WHAT THIS TASK INVOLVES:
Reproduce each line exactly.

## Begin MATERIAL FOR THE TASK

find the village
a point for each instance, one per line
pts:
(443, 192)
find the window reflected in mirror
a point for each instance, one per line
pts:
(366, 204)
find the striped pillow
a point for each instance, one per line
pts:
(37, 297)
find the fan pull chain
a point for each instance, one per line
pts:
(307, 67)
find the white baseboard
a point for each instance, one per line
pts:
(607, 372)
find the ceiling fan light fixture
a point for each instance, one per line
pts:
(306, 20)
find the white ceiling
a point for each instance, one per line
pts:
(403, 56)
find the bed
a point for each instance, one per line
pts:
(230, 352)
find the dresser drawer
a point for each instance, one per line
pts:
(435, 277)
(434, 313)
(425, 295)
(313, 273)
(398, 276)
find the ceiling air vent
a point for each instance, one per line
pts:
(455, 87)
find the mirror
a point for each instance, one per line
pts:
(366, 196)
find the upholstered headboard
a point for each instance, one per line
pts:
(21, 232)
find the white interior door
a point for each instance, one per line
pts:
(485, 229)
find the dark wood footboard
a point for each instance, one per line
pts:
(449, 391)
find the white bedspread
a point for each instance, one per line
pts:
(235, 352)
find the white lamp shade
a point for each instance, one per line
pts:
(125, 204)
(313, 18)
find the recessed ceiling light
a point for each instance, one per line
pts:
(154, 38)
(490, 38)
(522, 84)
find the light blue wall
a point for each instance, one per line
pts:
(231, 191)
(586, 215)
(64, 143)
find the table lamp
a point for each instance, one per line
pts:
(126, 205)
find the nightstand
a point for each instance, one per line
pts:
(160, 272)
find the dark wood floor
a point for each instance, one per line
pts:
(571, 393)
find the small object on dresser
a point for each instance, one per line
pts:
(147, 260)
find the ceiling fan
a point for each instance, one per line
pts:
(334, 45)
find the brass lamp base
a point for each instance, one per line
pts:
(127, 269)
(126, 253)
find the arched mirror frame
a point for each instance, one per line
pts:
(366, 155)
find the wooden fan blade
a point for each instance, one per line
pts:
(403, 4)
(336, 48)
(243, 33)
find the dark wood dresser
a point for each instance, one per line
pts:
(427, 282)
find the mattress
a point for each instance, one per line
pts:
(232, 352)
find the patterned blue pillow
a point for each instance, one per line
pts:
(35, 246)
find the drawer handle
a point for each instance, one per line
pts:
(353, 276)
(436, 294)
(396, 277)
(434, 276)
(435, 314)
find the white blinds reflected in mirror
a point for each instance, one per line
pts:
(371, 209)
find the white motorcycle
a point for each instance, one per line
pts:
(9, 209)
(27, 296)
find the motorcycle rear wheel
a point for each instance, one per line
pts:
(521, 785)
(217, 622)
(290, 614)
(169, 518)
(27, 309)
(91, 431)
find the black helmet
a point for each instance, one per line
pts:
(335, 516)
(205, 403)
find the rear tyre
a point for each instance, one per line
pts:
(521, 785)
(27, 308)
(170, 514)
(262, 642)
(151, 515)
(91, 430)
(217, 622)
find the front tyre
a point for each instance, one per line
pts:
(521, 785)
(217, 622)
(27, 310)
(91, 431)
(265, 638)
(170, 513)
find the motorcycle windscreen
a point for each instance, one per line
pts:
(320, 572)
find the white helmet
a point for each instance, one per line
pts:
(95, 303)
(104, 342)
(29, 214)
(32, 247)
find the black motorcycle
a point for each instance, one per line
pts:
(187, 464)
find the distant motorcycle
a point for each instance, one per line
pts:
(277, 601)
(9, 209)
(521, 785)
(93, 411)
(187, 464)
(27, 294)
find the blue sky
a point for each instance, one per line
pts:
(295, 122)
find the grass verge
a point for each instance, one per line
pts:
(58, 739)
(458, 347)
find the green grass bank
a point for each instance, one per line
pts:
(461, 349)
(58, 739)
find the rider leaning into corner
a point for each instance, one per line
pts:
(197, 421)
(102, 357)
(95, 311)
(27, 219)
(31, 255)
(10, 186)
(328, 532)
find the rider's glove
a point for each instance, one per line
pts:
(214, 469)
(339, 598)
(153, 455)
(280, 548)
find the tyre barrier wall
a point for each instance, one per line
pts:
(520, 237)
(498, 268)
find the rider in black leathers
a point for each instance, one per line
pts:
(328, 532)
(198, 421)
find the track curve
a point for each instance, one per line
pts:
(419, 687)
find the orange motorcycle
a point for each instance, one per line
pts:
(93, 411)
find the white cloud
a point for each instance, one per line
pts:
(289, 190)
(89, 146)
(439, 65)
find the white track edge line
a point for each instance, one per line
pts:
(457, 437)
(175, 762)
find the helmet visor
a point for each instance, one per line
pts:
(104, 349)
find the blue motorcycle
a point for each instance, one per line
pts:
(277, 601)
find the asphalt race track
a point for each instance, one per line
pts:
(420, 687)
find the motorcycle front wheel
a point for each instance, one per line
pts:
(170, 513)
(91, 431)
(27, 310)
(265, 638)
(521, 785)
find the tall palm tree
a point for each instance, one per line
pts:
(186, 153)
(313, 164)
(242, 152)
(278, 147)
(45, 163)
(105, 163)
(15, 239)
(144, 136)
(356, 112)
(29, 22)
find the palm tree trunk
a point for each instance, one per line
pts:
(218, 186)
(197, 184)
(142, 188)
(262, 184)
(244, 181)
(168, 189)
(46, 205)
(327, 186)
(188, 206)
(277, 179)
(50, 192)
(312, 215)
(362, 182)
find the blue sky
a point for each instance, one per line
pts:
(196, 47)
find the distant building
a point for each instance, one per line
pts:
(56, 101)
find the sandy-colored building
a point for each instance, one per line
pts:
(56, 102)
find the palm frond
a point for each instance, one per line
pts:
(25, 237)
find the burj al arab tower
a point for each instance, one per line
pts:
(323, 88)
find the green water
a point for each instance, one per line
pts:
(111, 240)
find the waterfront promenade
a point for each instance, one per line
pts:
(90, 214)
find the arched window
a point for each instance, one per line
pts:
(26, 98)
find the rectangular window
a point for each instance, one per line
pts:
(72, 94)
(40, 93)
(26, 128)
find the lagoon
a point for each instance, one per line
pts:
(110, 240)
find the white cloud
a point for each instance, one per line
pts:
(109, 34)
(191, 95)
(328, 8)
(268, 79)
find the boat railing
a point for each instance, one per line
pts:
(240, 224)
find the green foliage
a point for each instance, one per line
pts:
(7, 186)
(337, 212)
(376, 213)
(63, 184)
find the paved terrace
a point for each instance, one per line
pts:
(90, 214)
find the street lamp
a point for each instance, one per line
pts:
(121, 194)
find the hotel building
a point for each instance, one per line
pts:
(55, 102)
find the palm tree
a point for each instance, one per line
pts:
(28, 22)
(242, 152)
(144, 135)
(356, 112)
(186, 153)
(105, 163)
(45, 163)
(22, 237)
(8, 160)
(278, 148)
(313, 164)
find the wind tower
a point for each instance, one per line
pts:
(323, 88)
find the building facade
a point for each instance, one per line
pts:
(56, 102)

## End MATERIAL FOR THE TASK

OUTPUT BELOW:
find the village
a point for each instance, one per line
pts:
(443, 192)
find the window reflected in mirror
a point for each instance, one per line
pts:
(366, 204)
find the striped pillow
a point for each instance, one per line
pts:
(37, 297)
find the fan pull chain
a point for each instance, one per line
pts:
(307, 67)
find the white baseboard
a point for each instance, one per line
pts:
(607, 372)
find the ceiling fan light fixture
a point for each instance, one per line
pts:
(306, 20)
find the white ceiling
a point for each instance, one per line
pts:
(403, 56)
find the bed
a point for each instance, one per line
pts:
(230, 352)
find the dresser drawer
a point for each instance, one per line
pts:
(435, 277)
(434, 313)
(425, 295)
(313, 273)
(398, 276)
find the ceiling air vent
a point for each instance, one per line
pts:
(455, 87)
find the mirror
a point for each instance, one per line
pts:
(366, 196)
find the upholstered headboard
a point for each instance, one per line
pts:
(21, 232)
find the white interior door
a point for each instance, one per line
pts:
(485, 229)
find the dark wood footboard
a point for each instance, one per line
pts:
(449, 391)
find the white bedspread
a point for each instance, one per line
pts:
(235, 352)
find the white lamp shade
a point for each instance, one per line
pts:
(125, 204)
(313, 18)
find the recessed ceiling light
a point for each instance, one per line
pts:
(154, 38)
(490, 38)
(522, 84)
find the light blue wall
a point for each instance, one per line
pts:
(231, 191)
(586, 215)
(64, 143)
find the table lamp
a point for each instance, one per line
pts:
(126, 205)
find the nightstand
a point for each instance, one per line
pts:
(160, 272)
find the dark wood floor
a point for each instance, one per line
pts:
(571, 393)
find the small object on dresser
a point for each instance, one per line
pts:
(147, 260)
find the ceiling fan
a point for each instance, one per line
pts:
(334, 45)
find the brass lamp base
a point for each instance, one per line
pts:
(127, 269)
(126, 253)
find the arched mirror frame
a point for each instance, one per line
pts:
(366, 155)
find the wooden fan blade
a point for each instance, one per line
pts:
(403, 4)
(336, 48)
(243, 33)
find the dark wood dresser
a point for each instance, one per line
pts:
(427, 282)
find the mattress
a point for each instance, one per line
pts:
(232, 352)
find the patterned blue pillow
a point for each instance, one per line
pts:
(35, 246)
find the drawer handle
a point for each instance, one per line
pts:
(353, 276)
(436, 294)
(396, 277)
(434, 276)
(435, 314)
find the white blinds reflected in mirror
a point for each instance, one per line
pts:
(371, 209)
find the white motorcycle
a point for each instance, one per line
pts:
(9, 209)
(27, 296)
find the motorcycle rear wheel
a point for each instance, one per line
pts:
(521, 785)
(217, 622)
(290, 614)
(169, 518)
(27, 309)
(91, 431)
find the black helmet
a point for each instance, one per line
pts:
(335, 516)
(205, 403)
find the rear tyre
a point for each instance, one per line
pts:
(521, 785)
(27, 308)
(170, 514)
(262, 642)
(151, 515)
(91, 430)
(217, 622)
find the front tyre
a point for each instance, one per line
pts:
(521, 785)
(217, 622)
(27, 310)
(91, 431)
(265, 638)
(170, 513)
find the motorcycle windscreen
a point for each instance, one per line
pts:
(320, 572)
find the white helmet
a point for each instance, one per line
pts:
(95, 303)
(104, 342)
(29, 214)
(32, 247)
find the black motorcycle
a point for each instance, one per line
pts:
(187, 464)
find the distant motorcycle
a point for each instance, one per line
pts:
(277, 601)
(9, 209)
(521, 785)
(93, 411)
(187, 464)
(27, 294)
find the blue sky
a point for each instance, one per line
pts:
(295, 122)
find the grass verge
a point for each instance, one per line
pts:
(58, 739)
(458, 347)
find the green grass bank
a point for each instance, one per line
pts:
(461, 349)
(58, 739)
find the rider leaning into corner
a point for each instance, one per line
pts:
(197, 421)
(102, 357)
(95, 311)
(27, 219)
(31, 255)
(10, 186)
(328, 532)
find the rider's glove
a point for each instance, one per line
pts:
(214, 469)
(339, 598)
(153, 455)
(280, 548)
find the tyre barrier wall
a point for each instance, one per line
pts:
(520, 237)
(498, 268)
find the rider in black leathers
a point for each instance, one per line
pts:
(328, 532)
(198, 421)
find the track curve
a point for each instance, one per line
pts:
(419, 687)
find the orange motorcycle
a point for each instance, one per line
pts:
(93, 411)
find the white cloud
a point for each instance, one per line
pts:
(289, 190)
(89, 146)
(439, 65)
find the white track edge line
a point for each instance, one per line
pts:
(457, 437)
(175, 762)
find the helmet visor
a point for each instance, one per line
pts:
(104, 349)
find the blue motorcycle
a point for each instance, one per line
pts:
(277, 601)
find the asphalt race track
a point for each instance, one per line
pts:
(420, 687)
find the motorcycle front wheel
a point for each instance, one per line
pts:
(170, 513)
(91, 431)
(27, 310)
(265, 638)
(521, 785)
find the tall palm tree
a point for each instance, one per line
pts:
(186, 153)
(313, 164)
(242, 152)
(278, 147)
(45, 163)
(105, 163)
(15, 239)
(144, 136)
(356, 112)
(29, 22)
find the palm tree trunk
a point for each instance, one per line
pts:
(218, 186)
(197, 184)
(142, 188)
(262, 184)
(244, 181)
(168, 189)
(46, 205)
(327, 186)
(188, 206)
(277, 179)
(50, 192)
(312, 215)
(362, 182)
find the blue sky
a point for each instance, one per line
pts:
(196, 47)
find the distant building
a point for each instance, one per line
pts:
(56, 101)
find the sandy-colored building
a point for each instance, one per line
pts:
(56, 102)
find the palm frond
a point for each instance, one per line
pts:
(25, 237)
find the burj al arab tower
a point for each instance, one per line
pts:
(323, 88)
find the green water
a point for each instance, one per line
pts:
(111, 240)
find the waterfront promenade
a point for each instance, one per line
pts:
(90, 214)
find the arched window
a point for each instance, one per line
pts:
(26, 98)
find the rectangular window
a point for each instance, one per line
pts:
(72, 94)
(40, 93)
(26, 128)
find the lagoon
a point for each instance, one per line
pts:
(110, 240)
find the white cloud
a point for each instance, one per line
pts:
(109, 34)
(191, 95)
(328, 8)
(268, 79)
find the boat railing
a point for each instance, one per line
pts:
(240, 224)
find the green foliage
a point for each instance, one per line
pts:
(7, 186)
(337, 212)
(376, 213)
(63, 184)
find the paved terrace
a point for each instance, one per line
pts:
(90, 214)
find the street lamp
a point for each instance, one per line
pts:
(121, 194)
find the hotel building
a point for each instance, one per line
pts:
(55, 102)
find the palm tree
a point for each instance, one per line
pts:
(28, 22)
(242, 152)
(144, 135)
(356, 112)
(186, 153)
(105, 163)
(45, 163)
(22, 237)
(8, 160)
(278, 148)
(313, 164)
find the wind tower
a point for each instance, one per line
pts:
(323, 88)
find the building facade
a point for each instance, one per line
pts:
(56, 102)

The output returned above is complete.